* **Problem description**
Work out how many lines in the entries below contain the string "siding". Reply with that figure alone.

════════════════════

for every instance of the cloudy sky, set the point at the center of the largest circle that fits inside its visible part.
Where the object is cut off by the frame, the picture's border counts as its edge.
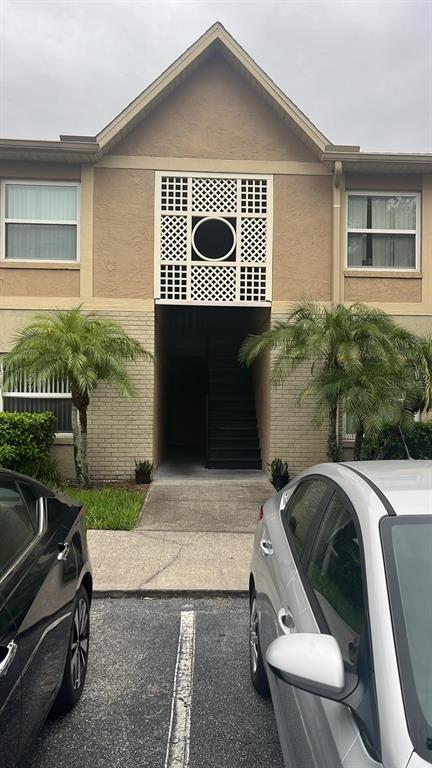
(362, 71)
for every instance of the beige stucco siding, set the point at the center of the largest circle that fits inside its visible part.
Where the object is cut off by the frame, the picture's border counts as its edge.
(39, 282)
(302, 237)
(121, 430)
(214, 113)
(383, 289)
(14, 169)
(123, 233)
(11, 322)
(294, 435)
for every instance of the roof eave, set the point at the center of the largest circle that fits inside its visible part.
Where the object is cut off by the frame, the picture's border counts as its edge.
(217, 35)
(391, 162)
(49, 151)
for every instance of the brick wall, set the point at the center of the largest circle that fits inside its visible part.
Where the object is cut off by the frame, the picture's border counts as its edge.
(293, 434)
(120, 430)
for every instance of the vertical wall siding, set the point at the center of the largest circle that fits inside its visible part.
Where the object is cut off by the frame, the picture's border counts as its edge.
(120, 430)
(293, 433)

════════════════════

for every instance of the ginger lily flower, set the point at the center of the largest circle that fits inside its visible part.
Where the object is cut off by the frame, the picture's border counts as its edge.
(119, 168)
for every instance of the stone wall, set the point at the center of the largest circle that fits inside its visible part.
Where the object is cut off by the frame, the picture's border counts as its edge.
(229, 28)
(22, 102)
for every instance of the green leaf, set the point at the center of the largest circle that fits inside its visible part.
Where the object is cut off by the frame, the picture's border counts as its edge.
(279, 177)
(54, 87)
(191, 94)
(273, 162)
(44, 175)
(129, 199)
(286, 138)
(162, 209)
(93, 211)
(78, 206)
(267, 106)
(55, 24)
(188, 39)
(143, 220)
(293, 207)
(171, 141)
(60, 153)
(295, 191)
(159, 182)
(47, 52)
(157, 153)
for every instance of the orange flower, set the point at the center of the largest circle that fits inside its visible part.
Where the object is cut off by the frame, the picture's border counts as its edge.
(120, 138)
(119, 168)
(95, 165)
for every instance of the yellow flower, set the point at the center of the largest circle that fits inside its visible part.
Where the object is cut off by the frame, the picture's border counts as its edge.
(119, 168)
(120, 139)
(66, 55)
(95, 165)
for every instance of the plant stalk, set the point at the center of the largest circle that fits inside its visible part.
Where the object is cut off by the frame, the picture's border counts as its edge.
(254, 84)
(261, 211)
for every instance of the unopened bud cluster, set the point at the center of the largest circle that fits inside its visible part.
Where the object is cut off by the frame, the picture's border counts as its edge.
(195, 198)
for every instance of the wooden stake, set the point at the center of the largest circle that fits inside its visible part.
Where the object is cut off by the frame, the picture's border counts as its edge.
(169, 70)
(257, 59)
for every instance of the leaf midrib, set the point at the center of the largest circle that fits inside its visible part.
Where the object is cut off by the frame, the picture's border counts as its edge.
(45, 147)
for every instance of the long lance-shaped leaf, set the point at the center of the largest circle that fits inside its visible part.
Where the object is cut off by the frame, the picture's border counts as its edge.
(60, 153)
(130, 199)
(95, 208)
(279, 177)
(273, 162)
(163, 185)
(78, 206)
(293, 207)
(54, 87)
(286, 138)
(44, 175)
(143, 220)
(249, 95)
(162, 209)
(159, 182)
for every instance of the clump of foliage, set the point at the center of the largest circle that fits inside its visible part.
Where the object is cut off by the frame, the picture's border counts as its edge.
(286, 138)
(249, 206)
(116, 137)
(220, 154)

════════════════════

* **Response below**
2